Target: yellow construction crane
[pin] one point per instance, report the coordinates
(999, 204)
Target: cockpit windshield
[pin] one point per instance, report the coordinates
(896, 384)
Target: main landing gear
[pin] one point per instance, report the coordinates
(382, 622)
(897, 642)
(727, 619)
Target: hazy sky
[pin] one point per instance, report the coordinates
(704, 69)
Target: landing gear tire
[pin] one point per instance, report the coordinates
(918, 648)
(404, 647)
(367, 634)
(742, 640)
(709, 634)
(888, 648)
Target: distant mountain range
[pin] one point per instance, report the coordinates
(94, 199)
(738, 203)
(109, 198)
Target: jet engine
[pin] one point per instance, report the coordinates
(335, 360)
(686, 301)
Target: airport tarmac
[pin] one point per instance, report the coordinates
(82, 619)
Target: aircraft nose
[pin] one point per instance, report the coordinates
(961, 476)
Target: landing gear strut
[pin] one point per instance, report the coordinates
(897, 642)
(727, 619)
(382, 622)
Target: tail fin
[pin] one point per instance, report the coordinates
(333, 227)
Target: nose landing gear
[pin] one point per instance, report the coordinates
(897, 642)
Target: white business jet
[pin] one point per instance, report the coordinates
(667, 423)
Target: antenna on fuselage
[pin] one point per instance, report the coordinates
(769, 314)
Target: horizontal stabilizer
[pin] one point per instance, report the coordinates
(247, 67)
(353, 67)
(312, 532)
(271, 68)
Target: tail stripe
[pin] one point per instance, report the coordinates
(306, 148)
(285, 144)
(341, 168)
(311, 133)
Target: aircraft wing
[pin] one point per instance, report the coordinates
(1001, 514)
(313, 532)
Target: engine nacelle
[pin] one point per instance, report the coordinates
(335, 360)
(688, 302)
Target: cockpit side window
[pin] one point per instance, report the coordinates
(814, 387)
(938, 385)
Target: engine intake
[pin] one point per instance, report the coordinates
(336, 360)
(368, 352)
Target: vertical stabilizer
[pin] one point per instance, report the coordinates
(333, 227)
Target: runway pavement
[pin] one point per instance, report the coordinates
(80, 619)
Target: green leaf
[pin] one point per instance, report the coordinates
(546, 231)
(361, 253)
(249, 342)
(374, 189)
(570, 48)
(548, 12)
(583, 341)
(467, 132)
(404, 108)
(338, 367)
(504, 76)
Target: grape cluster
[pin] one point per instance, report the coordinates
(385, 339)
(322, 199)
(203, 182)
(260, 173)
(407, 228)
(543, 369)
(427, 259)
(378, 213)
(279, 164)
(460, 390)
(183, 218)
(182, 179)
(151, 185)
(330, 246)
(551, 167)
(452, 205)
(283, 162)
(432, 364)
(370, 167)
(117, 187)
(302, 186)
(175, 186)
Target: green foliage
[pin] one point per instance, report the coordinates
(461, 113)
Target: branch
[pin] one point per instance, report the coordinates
+ + + +
### STATED EXERCISE
Make an exact copy of every line in the data.

### RESULT
Target: yellow construction crane
[pin] one point per instance, report the coordinates
(999, 204)
Target: cockpit windshield
[pin] one point per instance, report the coordinates
(896, 384)
Target: main landing gear
[pin] one point per instance, report the coordinates
(382, 622)
(897, 642)
(727, 619)
Target: hazy sky
[pin] one point per instance, report the coordinates
(704, 69)
Target: landing gear tire
[pin] one point per instance, report the coordinates
(918, 648)
(404, 647)
(367, 634)
(742, 640)
(709, 634)
(888, 648)
Target: distant mountain range
[pin] one point per instance, report the coordinates
(94, 199)
(738, 203)
(109, 198)
Target: jet engine
[pin] one point per instance, report the coordinates
(335, 360)
(686, 301)
Target: airport tarmac
[pin] one point per instance, report the coordinates
(82, 619)
Target: aircraft nose
[pin] one point per instance, report the coordinates
(961, 476)
Target: landing gear strut
[pin] one point per instance, report the coordinates
(897, 642)
(727, 619)
(382, 622)
Target: tail fin
[pin] one point per instance, report the coordinates
(333, 227)
Target: nose landing gear
[pin] one point per instance, report the coordinates
(897, 642)
Target: white business jet
[pin] one point per instance, report the coordinates
(667, 423)
Target: antenna on fuselage
[pin] one point per instance, report the coordinates
(769, 314)
Target: horizontal stabilizer
[pin] one point per instance, report the coordinates
(247, 67)
(353, 67)
(312, 532)
(271, 68)
Target: tail stripe
[pin] one point per instance, report the coordinates
(306, 148)
(285, 144)
(341, 168)
(311, 133)
Target: aircraft wing
[pin] one point per instance, report the coordinates
(1001, 514)
(313, 532)
Target: engine nacelle
[pin] one point per instance, report the coordinates
(335, 360)
(688, 302)
Target: cockpit side window
[pin] one point per instance, report the coordinates
(814, 387)
(938, 385)
Target: engine intake
[pin] one point per instance, report the coordinates
(336, 360)
(368, 352)
Target: vertical stabilizer
[pin] one point per instance, report the coordinates
(333, 227)
Target: runway pavement
[pin] one point per instance, report the coordinates
(80, 619)
Target: green leaf
[pin] one point per instance, report the coordinates
(546, 231)
(361, 253)
(249, 342)
(374, 189)
(570, 48)
(548, 12)
(583, 341)
(467, 132)
(404, 108)
(338, 367)
(504, 76)
Target: grape cluster
[pin] one point per instance, report the coordinates
(385, 339)
(322, 199)
(203, 182)
(260, 173)
(407, 228)
(543, 369)
(427, 259)
(378, 213)
(279, 164)
(460, 390)
(183, 218)
(182, 179)
(151, 185)
(330, 246)
(551, 167)
(452, 205)
(283, 162)
(432, 364)
(370, 167)
(117, 187)
(302, 186)
(175, 186)
Target: green foliage
[pin] one point per instance, report the coordinates
(461, 113)
Target: branch
[pin] one point per instance, report the coordinates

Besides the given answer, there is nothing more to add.